## DATA SHOWN

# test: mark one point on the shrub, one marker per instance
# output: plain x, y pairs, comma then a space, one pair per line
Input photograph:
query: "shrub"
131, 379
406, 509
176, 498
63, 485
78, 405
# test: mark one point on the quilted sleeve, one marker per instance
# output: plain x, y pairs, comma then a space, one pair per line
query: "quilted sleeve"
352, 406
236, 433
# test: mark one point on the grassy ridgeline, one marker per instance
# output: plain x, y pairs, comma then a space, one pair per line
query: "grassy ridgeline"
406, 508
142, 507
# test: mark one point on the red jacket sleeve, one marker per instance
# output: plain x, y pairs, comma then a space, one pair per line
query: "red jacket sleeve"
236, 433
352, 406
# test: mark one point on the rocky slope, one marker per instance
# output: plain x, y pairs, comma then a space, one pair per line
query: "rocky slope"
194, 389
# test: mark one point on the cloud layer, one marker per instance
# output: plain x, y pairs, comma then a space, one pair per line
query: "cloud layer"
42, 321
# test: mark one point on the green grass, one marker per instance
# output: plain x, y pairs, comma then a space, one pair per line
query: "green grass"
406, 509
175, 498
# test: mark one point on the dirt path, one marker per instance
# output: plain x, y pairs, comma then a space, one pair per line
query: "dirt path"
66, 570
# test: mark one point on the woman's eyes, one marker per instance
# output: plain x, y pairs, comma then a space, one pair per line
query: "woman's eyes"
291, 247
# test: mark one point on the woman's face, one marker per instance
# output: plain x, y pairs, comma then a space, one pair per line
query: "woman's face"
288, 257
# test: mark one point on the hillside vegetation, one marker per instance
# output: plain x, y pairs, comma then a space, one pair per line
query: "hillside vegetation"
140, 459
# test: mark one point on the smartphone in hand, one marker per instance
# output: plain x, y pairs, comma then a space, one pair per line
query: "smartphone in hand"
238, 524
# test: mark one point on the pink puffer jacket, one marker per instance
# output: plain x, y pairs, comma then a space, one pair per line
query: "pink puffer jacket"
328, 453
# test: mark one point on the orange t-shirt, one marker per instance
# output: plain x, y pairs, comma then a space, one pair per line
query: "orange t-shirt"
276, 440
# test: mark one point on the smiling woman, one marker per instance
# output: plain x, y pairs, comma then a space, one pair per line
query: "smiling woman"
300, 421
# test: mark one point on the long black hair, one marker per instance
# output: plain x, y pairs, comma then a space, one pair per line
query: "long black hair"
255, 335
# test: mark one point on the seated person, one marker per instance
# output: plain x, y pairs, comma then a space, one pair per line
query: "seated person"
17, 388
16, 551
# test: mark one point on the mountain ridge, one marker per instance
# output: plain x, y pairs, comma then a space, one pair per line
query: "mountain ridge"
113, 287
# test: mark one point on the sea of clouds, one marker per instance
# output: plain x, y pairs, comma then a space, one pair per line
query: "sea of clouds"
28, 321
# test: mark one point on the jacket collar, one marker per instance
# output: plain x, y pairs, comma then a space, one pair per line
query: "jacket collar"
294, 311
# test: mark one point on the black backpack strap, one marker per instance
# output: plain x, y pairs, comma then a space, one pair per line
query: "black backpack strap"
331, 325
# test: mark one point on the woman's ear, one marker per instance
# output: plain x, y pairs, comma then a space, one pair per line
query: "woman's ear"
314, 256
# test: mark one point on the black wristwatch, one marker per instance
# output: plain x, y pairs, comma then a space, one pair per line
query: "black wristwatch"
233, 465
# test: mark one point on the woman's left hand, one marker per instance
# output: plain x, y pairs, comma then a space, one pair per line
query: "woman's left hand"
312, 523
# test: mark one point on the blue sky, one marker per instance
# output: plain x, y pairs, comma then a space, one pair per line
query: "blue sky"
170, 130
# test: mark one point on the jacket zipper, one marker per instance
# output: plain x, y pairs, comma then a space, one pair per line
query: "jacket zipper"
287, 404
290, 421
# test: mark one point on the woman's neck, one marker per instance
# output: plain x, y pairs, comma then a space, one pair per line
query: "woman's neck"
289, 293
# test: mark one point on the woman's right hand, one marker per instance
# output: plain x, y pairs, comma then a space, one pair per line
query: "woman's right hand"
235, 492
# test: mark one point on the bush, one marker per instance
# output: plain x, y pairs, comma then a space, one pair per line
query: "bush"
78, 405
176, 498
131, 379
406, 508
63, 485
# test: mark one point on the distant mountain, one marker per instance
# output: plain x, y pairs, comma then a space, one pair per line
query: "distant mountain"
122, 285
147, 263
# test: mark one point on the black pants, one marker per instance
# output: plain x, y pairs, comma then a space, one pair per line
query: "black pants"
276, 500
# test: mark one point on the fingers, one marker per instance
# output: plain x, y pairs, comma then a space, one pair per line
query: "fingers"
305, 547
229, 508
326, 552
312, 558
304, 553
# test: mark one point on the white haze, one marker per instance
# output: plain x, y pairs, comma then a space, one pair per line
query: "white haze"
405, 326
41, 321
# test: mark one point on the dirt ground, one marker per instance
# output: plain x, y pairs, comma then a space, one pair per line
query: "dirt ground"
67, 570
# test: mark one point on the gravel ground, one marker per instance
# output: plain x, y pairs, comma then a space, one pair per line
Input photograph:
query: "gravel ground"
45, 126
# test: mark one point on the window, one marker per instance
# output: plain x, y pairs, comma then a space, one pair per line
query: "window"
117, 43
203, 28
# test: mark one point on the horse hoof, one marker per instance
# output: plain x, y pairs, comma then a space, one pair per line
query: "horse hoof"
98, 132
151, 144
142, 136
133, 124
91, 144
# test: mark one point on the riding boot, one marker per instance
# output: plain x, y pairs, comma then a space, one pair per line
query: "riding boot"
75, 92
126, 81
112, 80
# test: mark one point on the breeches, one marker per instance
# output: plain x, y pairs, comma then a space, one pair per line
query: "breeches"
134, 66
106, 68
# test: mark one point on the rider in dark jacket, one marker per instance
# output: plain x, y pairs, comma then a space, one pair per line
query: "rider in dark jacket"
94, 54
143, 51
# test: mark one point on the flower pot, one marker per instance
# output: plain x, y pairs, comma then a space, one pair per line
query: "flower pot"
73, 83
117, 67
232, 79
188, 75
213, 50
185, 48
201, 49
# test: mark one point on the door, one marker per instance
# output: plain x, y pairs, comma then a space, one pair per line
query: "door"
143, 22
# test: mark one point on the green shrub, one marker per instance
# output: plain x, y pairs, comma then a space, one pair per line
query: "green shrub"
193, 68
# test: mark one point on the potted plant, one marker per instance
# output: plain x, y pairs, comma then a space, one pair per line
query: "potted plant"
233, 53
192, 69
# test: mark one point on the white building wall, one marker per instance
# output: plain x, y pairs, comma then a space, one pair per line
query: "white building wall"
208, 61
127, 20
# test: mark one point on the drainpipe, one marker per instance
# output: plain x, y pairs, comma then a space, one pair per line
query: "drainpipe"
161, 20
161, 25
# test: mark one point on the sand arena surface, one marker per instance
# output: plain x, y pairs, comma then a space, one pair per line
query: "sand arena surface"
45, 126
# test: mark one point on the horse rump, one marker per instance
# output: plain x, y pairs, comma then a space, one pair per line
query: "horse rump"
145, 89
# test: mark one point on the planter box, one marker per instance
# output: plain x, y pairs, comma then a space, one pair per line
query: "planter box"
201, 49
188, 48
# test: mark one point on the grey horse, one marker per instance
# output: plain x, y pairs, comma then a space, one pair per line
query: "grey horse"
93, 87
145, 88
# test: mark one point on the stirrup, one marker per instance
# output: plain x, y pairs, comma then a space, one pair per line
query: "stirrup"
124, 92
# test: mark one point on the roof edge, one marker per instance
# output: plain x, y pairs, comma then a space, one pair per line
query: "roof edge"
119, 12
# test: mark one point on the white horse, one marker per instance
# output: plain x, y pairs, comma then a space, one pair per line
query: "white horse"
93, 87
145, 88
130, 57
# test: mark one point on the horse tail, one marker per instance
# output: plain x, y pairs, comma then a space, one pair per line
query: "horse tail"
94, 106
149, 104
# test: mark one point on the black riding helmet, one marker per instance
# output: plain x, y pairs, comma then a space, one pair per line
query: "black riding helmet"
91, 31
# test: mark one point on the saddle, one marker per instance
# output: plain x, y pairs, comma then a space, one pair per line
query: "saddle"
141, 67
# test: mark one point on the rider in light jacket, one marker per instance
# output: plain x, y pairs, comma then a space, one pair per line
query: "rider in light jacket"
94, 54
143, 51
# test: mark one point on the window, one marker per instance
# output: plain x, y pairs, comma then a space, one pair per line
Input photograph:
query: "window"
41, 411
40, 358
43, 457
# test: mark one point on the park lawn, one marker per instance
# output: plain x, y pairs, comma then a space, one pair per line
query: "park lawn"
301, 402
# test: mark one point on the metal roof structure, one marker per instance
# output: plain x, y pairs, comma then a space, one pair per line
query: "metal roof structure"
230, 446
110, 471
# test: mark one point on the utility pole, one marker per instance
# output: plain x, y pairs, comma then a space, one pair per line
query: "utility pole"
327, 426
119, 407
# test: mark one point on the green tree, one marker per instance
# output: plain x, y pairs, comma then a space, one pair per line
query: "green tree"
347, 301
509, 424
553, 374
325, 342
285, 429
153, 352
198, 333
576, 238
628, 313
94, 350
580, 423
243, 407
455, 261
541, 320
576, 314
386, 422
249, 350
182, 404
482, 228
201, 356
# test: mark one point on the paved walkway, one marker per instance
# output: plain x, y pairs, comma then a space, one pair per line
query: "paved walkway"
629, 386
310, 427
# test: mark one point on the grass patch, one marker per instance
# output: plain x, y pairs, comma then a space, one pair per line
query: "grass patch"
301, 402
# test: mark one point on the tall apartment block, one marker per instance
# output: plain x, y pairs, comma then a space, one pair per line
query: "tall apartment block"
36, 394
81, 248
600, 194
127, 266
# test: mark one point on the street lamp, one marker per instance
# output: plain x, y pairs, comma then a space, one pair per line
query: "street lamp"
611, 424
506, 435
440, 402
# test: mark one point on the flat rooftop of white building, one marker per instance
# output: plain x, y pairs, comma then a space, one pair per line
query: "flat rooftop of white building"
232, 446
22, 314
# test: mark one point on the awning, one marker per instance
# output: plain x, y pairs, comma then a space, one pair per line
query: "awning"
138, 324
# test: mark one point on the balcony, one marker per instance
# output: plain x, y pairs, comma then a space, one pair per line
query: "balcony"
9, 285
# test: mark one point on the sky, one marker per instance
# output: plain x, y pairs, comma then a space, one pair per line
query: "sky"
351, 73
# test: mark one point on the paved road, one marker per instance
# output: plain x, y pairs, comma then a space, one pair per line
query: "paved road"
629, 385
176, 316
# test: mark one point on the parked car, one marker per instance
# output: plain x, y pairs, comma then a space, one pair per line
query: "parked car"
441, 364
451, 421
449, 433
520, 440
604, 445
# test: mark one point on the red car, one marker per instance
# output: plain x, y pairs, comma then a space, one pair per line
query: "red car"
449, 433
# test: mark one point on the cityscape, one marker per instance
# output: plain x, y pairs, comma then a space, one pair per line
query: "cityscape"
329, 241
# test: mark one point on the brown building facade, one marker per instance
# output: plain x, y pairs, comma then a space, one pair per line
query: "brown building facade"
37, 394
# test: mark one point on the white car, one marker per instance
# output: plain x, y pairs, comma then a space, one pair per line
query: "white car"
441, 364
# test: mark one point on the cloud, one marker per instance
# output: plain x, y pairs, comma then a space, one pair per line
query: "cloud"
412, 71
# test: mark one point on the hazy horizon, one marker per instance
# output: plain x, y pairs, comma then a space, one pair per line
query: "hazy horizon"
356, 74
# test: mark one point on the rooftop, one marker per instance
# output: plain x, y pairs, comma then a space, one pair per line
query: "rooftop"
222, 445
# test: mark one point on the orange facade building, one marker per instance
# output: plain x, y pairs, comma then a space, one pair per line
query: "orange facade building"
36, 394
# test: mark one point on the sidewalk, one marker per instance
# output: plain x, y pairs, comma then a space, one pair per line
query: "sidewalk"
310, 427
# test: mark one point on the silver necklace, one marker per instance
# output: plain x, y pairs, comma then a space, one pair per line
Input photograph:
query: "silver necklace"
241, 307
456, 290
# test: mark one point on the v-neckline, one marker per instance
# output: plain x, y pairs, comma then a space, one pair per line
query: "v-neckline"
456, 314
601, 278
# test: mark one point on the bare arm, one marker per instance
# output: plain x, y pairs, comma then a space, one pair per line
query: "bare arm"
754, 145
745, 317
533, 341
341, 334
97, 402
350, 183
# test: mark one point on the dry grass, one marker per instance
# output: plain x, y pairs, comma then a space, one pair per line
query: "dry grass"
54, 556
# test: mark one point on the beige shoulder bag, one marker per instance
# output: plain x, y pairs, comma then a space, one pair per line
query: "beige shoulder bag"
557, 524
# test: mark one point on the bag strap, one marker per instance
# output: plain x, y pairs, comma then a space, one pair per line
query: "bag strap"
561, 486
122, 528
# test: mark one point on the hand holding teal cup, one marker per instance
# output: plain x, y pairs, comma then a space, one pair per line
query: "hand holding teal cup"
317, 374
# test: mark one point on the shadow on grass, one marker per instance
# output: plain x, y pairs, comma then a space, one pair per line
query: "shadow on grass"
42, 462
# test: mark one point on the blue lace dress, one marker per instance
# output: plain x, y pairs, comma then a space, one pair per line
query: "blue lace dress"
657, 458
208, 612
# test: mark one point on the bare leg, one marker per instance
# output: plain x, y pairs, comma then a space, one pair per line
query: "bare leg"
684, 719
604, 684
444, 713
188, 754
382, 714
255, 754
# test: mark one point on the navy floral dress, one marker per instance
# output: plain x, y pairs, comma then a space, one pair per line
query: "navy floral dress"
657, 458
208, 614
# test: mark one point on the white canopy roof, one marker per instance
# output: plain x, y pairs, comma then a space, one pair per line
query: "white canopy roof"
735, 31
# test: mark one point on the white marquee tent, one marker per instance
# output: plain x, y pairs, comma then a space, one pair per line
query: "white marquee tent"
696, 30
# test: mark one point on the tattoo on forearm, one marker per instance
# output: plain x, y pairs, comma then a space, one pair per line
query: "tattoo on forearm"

## GIVEN INSTRUCTION
For this exercise, please retype exactly the lines in the listing from the line with "# test: mark one point on the bare leg, one" through its last line, both ends included.

## COMPLETE OUTPUT
# test: mark one point on the bare leg, one marker per instance
# output: plain x, y pairs, comma then a space, one pair per line
query: "bare leg"
684, 719
604, 684
444, 713
188, 754
382, 714
255, 754
# test: mark one point on the navy floral dress, one marker per instance
# output: plain x, y pairs, comma then a space, one pair per line
query: "navy floral dress"
657, 458
208, 614
# test: mark one point on the white canopy roof, one marker per instance
# output: plain x, y pairs, comma then a space, one pair per line
query: "white canopy roof"
735, 31
# test: mark one point on the white marquee tent, one marker per instance
# output: plain x, y pairs, comma then a space, one pair per line
query: "white marquee tent"
696, 30
# test: mark one point on the tattoo on forearm, one marker per instance
# output: plain x, y pairs, comma then a space, one pair per line
query: "tattoo on forearm"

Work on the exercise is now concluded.